Raw records:
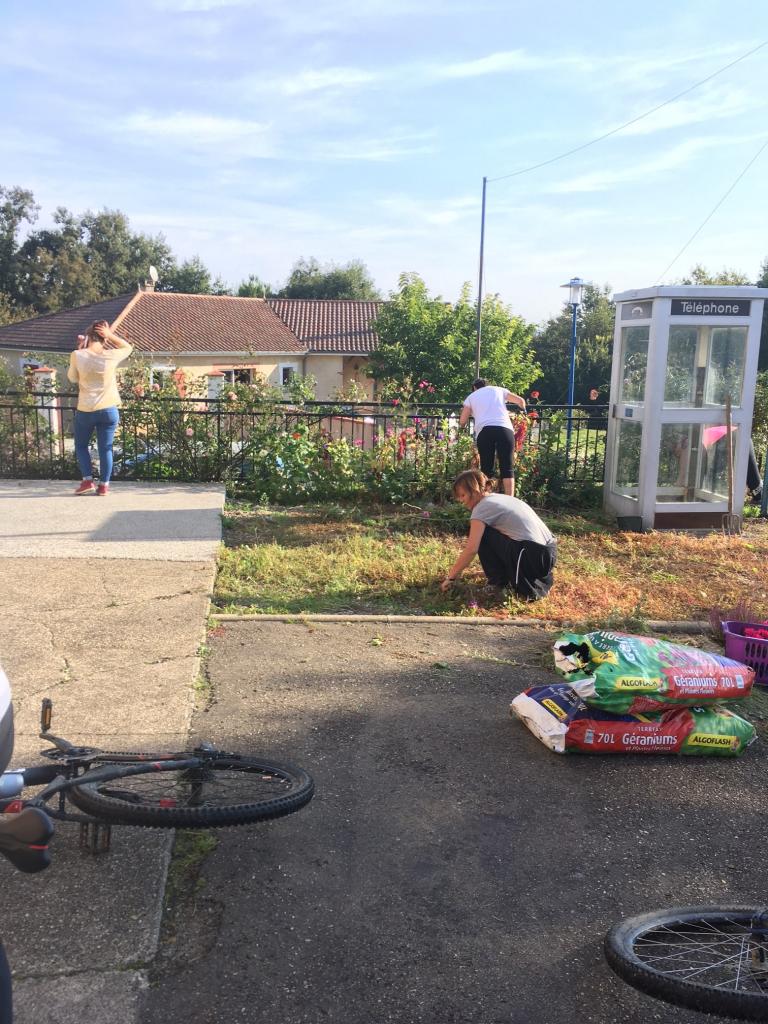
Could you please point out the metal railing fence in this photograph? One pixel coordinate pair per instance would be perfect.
(200, 439)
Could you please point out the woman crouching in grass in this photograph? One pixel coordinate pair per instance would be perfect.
(516, 549)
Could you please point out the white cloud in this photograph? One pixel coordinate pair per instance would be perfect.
(200, 131)
(507, 61)
(390, 146)
(666, 161)
(314, 80)
(712, 104)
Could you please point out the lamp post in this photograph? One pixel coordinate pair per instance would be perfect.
(576, 286)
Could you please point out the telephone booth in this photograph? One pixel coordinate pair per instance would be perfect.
(678, 352)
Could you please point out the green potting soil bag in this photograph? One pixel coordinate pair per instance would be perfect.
(627, 674)
(557, 716)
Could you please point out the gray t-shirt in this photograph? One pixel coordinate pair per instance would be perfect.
(512, 517)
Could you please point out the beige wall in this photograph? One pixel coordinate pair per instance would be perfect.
(354, 372)
(329, 371)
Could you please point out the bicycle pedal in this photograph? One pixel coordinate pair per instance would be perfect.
(95, 837)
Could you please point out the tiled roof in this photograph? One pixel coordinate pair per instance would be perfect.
(165, 322)
(331, 325)
(57, 332)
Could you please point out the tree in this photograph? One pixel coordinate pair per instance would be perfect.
(310, 281)
(424, 338)
(254, 288)
(16, 206)
(190, 278)
(120, 258)
(700, 275)
(594, 348)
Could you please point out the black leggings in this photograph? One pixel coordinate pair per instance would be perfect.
(493, 441)
(523, 565)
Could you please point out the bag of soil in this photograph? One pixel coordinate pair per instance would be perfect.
(623, 674)
(558, 717)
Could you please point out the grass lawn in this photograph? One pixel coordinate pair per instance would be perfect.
(333, 559)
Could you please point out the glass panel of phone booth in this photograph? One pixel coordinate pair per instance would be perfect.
(704, 364)
(634, 365)
(726, 366)
(627, 465)
(693, 463)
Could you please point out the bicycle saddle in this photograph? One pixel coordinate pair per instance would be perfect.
(24, 839)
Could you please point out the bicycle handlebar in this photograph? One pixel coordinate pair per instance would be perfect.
(24, 839)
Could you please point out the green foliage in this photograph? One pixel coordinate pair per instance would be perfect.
(254, 288)
(190, 278)
(423, 338)
(594, 348)
(700, 275)
(308, 280)
(541, 468)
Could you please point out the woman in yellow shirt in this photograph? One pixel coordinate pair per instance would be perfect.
(92, 368)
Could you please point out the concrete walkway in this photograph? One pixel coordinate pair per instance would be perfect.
(103, 604)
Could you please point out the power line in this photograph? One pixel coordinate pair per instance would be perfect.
(613, 131)
(714, 210)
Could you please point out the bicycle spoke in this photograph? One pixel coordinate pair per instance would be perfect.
(702, 952)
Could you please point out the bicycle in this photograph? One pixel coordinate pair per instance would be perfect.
(200, 788)
(188, 790)
(710, 958)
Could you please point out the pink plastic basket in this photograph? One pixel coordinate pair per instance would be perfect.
(748, 650)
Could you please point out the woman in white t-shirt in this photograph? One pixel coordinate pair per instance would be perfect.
(494, 433)
(515, 548)
(92, 368)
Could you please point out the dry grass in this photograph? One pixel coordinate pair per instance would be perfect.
(331, 559)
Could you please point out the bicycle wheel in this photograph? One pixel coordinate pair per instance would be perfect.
(207, 793)
(711, 958)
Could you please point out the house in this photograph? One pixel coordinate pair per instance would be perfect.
(331, 339)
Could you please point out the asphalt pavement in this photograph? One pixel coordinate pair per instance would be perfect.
(450, 869)
(103, 606)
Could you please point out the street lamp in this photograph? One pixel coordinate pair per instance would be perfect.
(576, 286)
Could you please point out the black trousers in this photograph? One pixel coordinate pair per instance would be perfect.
(523, 565)
(497, 440)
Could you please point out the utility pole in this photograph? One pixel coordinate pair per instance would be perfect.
(479, 284)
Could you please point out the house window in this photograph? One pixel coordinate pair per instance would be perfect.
(160, 374)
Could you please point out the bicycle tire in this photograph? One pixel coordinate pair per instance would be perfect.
(160, 798)
(725, 948)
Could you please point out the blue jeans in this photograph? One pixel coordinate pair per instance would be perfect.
(104, 422)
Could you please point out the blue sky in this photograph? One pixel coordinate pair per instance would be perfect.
(254, 133)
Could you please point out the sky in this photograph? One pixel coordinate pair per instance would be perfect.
(254, 133)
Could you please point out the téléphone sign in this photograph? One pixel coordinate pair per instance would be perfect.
(711, 307)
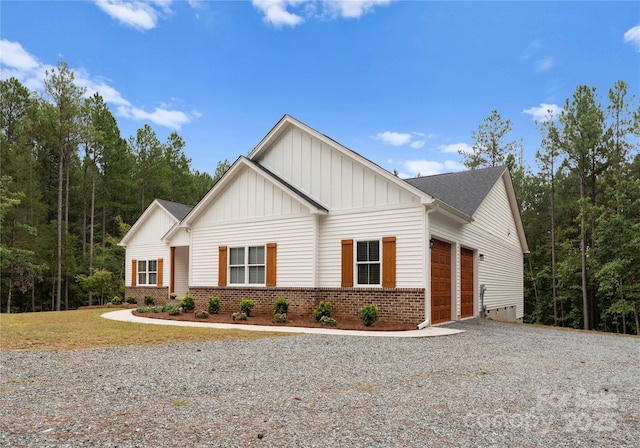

> _Request_:
Find every line in the material above that contains the word "house", and copy each of those lines.

> _Solution_:
Could you please point out the house in this photograph? One pixel coordinate pair per instance would be perfect.
Could you please point out the house window in this photograph? One pixel coordinate pair per instance would be perfect.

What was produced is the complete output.